## [RECORDS FOR THE EXERCISE]
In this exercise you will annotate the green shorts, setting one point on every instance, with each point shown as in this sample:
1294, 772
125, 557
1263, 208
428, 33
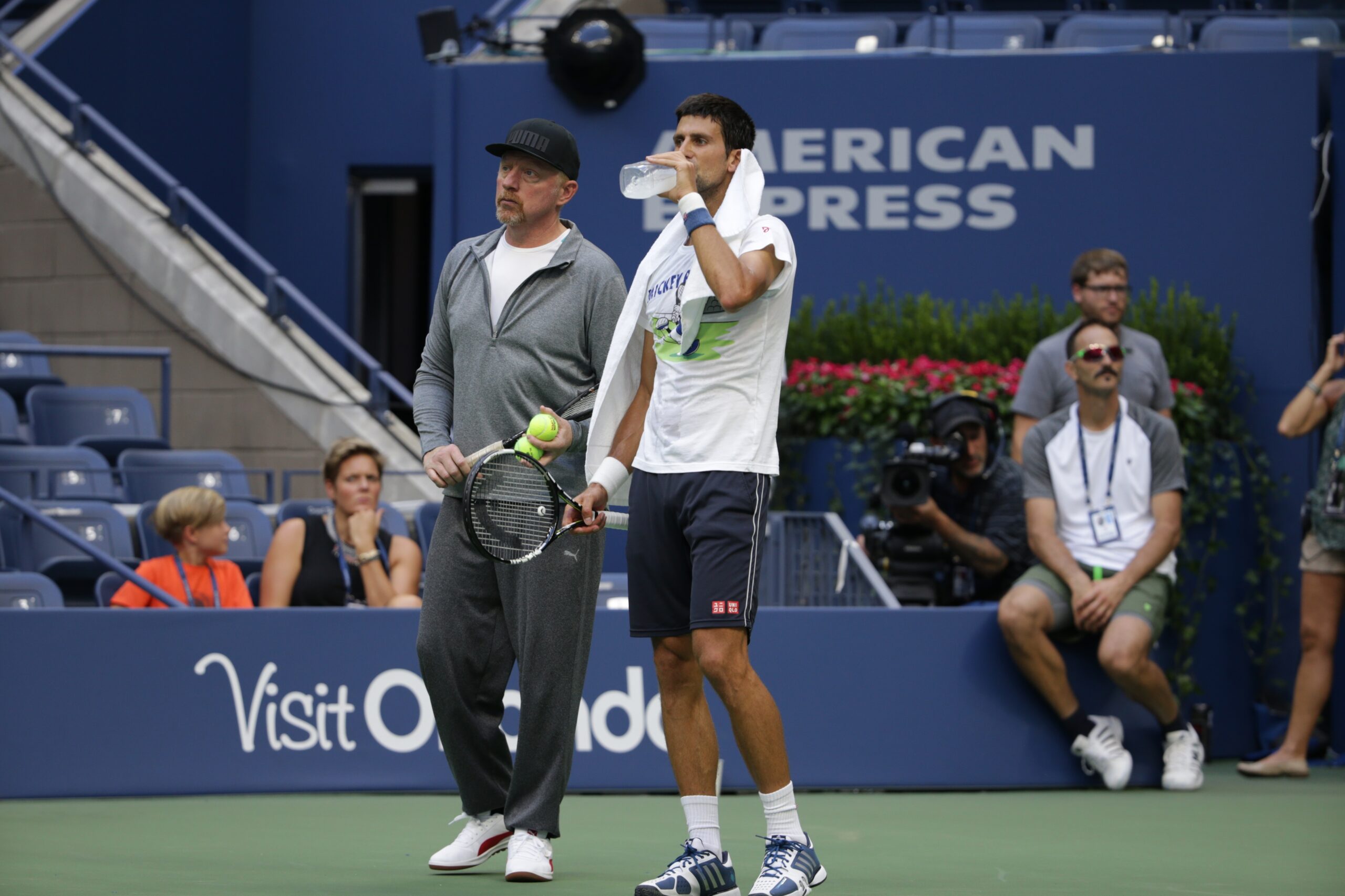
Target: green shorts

## [AIM OF THE EXERCISE]
Go through the listing and work out how many lines include the string "green". Give only the number.

## [WRITTEN ANSWER]
2